§ **TASK INSTRUCTIONS**
Please copy the lines below word for word, leaving out the picture.

## Start SUPPLIED RECORDS

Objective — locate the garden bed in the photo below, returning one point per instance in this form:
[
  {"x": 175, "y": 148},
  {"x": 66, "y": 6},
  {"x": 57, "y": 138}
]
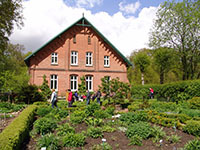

## End SUPPLIED RECORDS

§ **CORRECT ANSWER**
Objective — locate the garden bed in the photo below, returning one point per instance in this form:
[
  {"x": 175, "y": 148},
  {"x": 66, "y": 6},
  {"x": 57, "y": 138}
]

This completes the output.